▸ Cose da fare:
1/ Restituisci parola per parola il tratto della recensione che parte dalle parole contenenti "Un film che" e si ferma dopo "impossibili da dimenticare.".
2/ Secondo la recensione, chi aveva composto i valzer scritti appositamente per la colonna sonora e poi non usati?

▸ Estratto:
········

Una vera e propria cosmogonia, dall'origine del mondo alla fine dei tempi, che trova il suo punto debole nel suo essere antinarrativa e sconfinata, incapace di chiudere il cerchio su protagonisti che senza una trama compatta finiscono per scivolare via, come acqua che cade dalla cascata, ombre in un progetto troppo grande e ambizioso: l'intera e spettacolare sequenza dell' origine dell'universo, pur sorretta dalla commovente lacrimosa di Zbigniew Preisner si dimostra ostica e superflua togliendo tempo e immediatezza all'emozione, intrappolata sotto una lastra di vetro che in compenso restituisce una purezza d'immagini -straordinario il lavoro del direttore della fotografia Emmanuel Lubezki - esteticamente stupefacente; la nascita del cosmo sarà anche grandiosa, ma per uomini che vogliono trovare sé stessi e la propria anima il miracolo della vita è decisamente più evidente nella piccola, incredibile perfezione del piedino di un neonato o di un bambino che comincia a parlare e a gattonare -ripresi con una dedizione e una delicatezza mai viste - che in qualsiasi Big bang, meterorite o dinosauro.


Servendosi come nei suoi precedenti lavori di un uso Kubrickiano della musica classica per scandire i momenti più intensi della pellicola - resta comunque un peccato che non siano stati usati gli splendidi walzer di Alexandre Desplat appositamente composti per la colonna sonora -, Terrence Malick ci lascia un manifesto di vita che sarà più difficile da comprendere per il pubblico non credente, ma che va rispettato e apprezzato come sua personalissima e sentita visione dell'intero essere. 

Un film che non è un film ma pura sperimentazione, un'esperienza sensorialmente necessaria e affascinante, un percorso che si interroga su questioni eterne e irrisolvibili, ma che ritornano con insistenza alla mente e al cuore perchè parte della nostra umanità e impossibili da dimenticare.

········

▸ Righe fornite:
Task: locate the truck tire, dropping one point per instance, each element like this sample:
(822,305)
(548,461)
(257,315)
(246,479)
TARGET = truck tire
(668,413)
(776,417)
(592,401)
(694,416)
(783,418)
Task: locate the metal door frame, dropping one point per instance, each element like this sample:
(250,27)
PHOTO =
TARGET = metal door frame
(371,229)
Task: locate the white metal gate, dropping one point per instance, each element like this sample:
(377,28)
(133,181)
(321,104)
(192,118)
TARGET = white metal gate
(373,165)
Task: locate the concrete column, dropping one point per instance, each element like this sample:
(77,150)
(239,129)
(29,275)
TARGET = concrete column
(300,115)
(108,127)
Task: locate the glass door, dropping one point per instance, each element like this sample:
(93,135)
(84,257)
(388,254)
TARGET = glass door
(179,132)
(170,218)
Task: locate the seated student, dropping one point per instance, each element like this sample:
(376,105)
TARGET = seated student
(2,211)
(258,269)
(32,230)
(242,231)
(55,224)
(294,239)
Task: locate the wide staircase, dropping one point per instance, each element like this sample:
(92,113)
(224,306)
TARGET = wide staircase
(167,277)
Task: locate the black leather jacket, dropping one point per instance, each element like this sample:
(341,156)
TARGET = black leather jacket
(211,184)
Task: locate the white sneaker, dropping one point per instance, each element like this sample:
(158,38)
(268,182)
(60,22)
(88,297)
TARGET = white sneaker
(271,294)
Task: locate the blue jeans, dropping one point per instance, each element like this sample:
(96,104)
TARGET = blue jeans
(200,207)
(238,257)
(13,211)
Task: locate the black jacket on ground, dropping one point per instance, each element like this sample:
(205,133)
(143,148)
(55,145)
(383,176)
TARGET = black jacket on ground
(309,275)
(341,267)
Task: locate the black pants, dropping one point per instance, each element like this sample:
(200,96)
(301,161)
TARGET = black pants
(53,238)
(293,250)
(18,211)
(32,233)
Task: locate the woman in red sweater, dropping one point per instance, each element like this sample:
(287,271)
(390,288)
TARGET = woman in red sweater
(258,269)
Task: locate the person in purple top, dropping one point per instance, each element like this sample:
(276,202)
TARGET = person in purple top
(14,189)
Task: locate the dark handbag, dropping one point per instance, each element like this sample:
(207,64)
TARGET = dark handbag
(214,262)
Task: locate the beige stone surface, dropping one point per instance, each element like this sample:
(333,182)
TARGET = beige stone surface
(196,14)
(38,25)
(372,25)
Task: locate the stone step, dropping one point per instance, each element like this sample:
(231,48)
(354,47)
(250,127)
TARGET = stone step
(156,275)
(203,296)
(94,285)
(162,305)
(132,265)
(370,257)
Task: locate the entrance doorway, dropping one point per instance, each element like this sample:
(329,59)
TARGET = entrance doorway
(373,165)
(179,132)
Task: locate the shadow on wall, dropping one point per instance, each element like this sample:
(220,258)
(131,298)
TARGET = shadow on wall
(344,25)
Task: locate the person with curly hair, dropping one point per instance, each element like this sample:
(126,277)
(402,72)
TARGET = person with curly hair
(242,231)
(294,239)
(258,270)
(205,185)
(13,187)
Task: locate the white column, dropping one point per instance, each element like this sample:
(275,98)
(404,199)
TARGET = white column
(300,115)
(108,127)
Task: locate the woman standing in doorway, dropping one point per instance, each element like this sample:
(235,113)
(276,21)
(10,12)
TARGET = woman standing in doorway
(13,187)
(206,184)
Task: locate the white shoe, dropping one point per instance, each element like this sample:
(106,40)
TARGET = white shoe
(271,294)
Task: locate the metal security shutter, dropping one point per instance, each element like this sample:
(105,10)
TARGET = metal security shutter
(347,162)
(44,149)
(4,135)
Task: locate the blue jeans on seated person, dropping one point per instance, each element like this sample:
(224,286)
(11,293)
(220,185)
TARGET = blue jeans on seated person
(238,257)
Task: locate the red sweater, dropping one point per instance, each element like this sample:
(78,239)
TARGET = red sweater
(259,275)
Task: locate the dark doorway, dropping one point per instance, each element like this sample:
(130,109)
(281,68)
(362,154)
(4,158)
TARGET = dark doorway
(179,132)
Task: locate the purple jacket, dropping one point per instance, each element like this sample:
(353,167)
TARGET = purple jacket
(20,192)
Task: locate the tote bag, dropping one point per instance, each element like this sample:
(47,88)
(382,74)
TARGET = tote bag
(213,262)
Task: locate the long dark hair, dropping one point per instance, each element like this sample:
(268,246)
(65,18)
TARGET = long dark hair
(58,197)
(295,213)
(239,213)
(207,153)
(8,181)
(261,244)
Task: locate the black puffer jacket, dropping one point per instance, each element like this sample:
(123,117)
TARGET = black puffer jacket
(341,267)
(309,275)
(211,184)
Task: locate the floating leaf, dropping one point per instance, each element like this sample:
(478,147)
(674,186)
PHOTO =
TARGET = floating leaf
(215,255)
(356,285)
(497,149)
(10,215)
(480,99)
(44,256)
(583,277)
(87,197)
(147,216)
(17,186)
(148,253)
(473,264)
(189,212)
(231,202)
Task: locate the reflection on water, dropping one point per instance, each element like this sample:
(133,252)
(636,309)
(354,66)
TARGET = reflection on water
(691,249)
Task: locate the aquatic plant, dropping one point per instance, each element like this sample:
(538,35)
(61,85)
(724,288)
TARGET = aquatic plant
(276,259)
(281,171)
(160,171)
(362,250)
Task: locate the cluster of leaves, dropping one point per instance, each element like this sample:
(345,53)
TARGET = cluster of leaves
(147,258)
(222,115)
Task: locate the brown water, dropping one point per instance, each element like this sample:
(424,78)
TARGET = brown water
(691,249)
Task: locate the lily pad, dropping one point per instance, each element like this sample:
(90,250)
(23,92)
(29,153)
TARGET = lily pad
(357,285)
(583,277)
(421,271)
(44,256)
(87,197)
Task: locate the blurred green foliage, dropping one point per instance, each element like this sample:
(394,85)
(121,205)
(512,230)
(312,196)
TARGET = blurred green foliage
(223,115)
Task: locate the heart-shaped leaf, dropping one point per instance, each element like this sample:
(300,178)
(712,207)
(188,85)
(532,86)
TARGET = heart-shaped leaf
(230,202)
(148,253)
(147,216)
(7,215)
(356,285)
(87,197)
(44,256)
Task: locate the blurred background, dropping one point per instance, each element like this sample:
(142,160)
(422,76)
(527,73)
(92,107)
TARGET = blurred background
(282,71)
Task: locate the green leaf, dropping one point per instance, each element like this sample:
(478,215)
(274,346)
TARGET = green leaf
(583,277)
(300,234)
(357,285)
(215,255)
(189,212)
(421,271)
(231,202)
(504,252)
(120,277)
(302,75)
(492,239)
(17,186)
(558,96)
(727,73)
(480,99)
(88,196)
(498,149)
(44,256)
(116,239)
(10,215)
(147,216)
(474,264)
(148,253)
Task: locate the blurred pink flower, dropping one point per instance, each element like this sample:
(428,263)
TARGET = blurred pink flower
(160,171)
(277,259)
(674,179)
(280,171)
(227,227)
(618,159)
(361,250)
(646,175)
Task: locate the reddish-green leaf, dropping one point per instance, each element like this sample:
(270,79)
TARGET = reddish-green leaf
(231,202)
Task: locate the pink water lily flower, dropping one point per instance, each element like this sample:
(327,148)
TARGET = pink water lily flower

········

▸ Soluzioni:
1/
Un film che non è un film ma pura sperimentazione, un'esperienza sensorialmente necessaria e affascinante, un percorso che si interroga su questioni eterne e irrisolvibili, ma che ritornano con insistenza alla mente e al cuore perchè parte della nostra umanità e impossibili da dimenticare.

2/ Alexandre Desplat.